### DOCUMENT SECTION

Scheme Harmonic Function

Question

Is there a way to write this function using an if statement instead of cond? The following works as intended, but I was curious to see another option.

(define (harmonic-numbers n)
    (cond ((= n 1) 1)
       ((> n 1) (+ (/ 1 n)
       (harmonic-numbers(- n 1))))))

Answer 1

Of course, a cond can be implemented as a series of nested ifs. Notice that you have a potential bug in your code, what happens if n is less than 1?

(define (harmonic-numbers n)
  (if (= n 1)
      1
      (if (> n 1)
          (+ (/ 1 n) (harmonic-numbers (- n 1)))
          (error 'undefined))))

Depending on the Scheme interpreter in use, the if form might require you to always provide an "else" part for all conditions (which is why I signaled an error if n is less than 1). Other interpreters are not as strict, and will happily allow you to write a one-armed condition:

(define (harmonic-numbers n)

######
### SUPPLIED MATERIAL

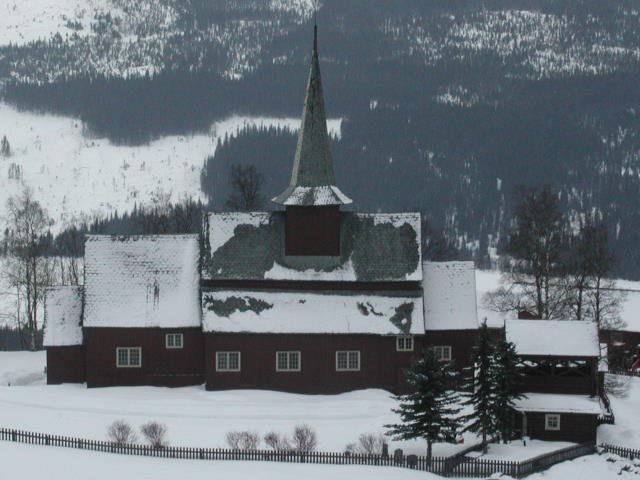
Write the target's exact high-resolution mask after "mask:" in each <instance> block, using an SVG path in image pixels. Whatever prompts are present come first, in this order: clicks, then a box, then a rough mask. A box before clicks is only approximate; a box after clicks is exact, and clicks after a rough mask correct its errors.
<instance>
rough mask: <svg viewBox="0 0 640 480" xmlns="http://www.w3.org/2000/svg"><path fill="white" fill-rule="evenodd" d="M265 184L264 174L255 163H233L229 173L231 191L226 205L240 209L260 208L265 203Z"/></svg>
mask: <svg viewBox="0 0 640 480" xmlns="http://www.w3.org/2000/svg"><path fill="white" fill-rule="evenodd" d="M263 186H264V176H263V175H262V173H260V172H259V171H258V169H257V168H256V167H255V165H247V166H244V165H233V166H232V167H231V172H230V173H229V188H230V189H231V193H230V194H229V198H228V199H227V202H226V204H225V205H226V207H227V208H230V209H232V210H239V211H251V210H259V209H260V208H262V206H263V204H264V197H263V196H262V187H263Z"/></svg>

######

STUDY QUESTIONS:
a: Return the passage of the Scheme harmonic-numbers thread between "(cond ((= n" and "(harmonic-numbers (- n 1)))", inclusive.
b: According to the first answer in the Scheme harmonic-numbers thread, what can a cond be implemented as?
c: Continue the Scheme harmonic-numbers thread from the point where it stops.

ANSWERS FOR THE EXERCISE:
a:
(cond ((= n 1) 1)
       ((> n 1) (+ (/ 1 n)
       (harmonic-numbers(- n 1))))))

Answer 1

Of course, a cond can be implemented as a series of nested ifs. Notice that you have a potential bug in your code, what happens if n is less than 1?

(define (harmonic-numbers n)
  (if (= n 1)
      1
      (if (> n 1)
          (+ (/ 1 n) (harmonic-numbers (- n 1)))

b: A series of nested ifs.

c:
  (if (= n 1)
      1
      (if (> n 1)
          (+ (/ 1 n) (harmonic-numbers (- n 1))))))

EDIT

Now that we've established what happens if n is less than one, we can write a simpler version using if:

(define (harmonic-numbers n)
  (if (<= n 1)
      1
      (+ (/ 1 n) (harmonic-numbers (- n 1)))))

And here's the equivalent version using cond:

(define (harmonic-numbers n)
  (cond ((<= n 1) 1)
        (else (+ (/ 1 n) (harmonic-numbers (- n 1))))))